_The task_
Translate this sentence from the forum thread below about VHDL formatting rules into Spanish: "I had not thought of nested records with respect to this rule."

_Page excerpt_

That would allow you to adjust the formatting based on the type of dimension.
Why would we need dimension_open_paren_new_line and dimension_close_paren_new_line? Would these set if after the opening parenthesis and before the closing parenthesis there's a newline?
I am not sure why someone would want to as it looks excessively noisy to me. However, if we wanted to be consistent then we would implement those rules.
The outer_dimension_open_paren_new_line
would insert a carriage return after the open parenthesis of a dimension:
From this:
signal felix_packets : t_avst_packets(first_outer_dimension)
(
(first_inner_dimension),
(second_inner_dimension),
(third_inner_dimension)
);
...to this...
signal felix_packets : t_avst_packets(
first_outer_dimension)
(
(first_inner_dimension),
(second_inner_dimension),
(third_inner_dimension)
);
The outer_dimension_open_paren_new_line
would insert a carriage return before the close parenthesis of an outer dimension:
From this:
signal felix_packets : t_avst_packets(first_outer_dimension)
(
(first_inner_dimension),
(second_inner_dimension),
(third_inner_dimension)
);
...to this...
signal felix_packets : t_avst_packets(first_outer_dimension
)
(
(first_inner_dimension),
(second_inner_dimension),
(third_inner_dimension)
);
But note that this is only an example and the record could contain any further substructure (a record could contain another record) and with VHDL-2008, dimensions when ever occurring for any of these structured elements would have to be given upon signal declaration (so they could appear at any level) [if they are not yet defined in the type directly].
I had not thought of nested records with respect to this rule. Would you happen to have any examples?
--Jeremy
Hi @jeremiah-c-leary,
let's take a step back: Given that structures can be nested in VHDL (like other languages) to any depth in any arbitrary way that is most suitable for the needs of the targeted development, let's not fall into terms of "inner" and "outer" as that gives the impression that only 2 levels would exist.
Instead, what we clearly see in terms of structure is record types that define a container with certain elements of any type and types (which include records) that can have a dimension, i.e. arrays (of records), std_logic_vectors, unsigned, and such.
If I'm not overlooking anything, these are the only 2 categories. So let's find a solution for that such that it fits what ever structural combination that you might find all those elements come together. I mean the VHDL reference is clear about that, so I think should VSG be able to follow that.
If you agree to that above then I think we should put back things on the table (i.e. existing configurations for structures) and see how we can come up with some consistent scheme (and consistent naming for all these configuration parameters) that will cover all these possibilities.
And no, out of my code base I don't have an example of a nested record, I'd have to go steel an example from a collaborator's project, but I guess you can easily imagine one.
Hey @staerz,
I apologize, I was distracted with fixing some errors.

_Entries_
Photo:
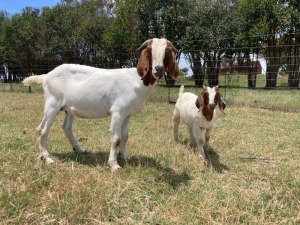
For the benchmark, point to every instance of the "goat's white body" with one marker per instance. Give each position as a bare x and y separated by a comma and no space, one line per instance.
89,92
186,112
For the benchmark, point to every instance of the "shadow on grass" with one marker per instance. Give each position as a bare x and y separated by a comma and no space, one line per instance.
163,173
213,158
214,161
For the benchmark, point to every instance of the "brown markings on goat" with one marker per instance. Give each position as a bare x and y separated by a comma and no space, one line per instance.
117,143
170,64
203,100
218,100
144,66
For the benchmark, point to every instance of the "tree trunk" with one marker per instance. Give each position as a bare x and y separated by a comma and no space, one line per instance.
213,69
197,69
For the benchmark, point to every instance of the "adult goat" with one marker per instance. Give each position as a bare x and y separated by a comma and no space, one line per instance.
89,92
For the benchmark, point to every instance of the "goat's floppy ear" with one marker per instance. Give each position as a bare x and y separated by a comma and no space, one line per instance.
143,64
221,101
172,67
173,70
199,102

---

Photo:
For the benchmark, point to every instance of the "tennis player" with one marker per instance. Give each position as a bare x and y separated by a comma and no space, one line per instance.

_Solution to the problem_
No había pensado en los registros anidados con respecto a esta regla.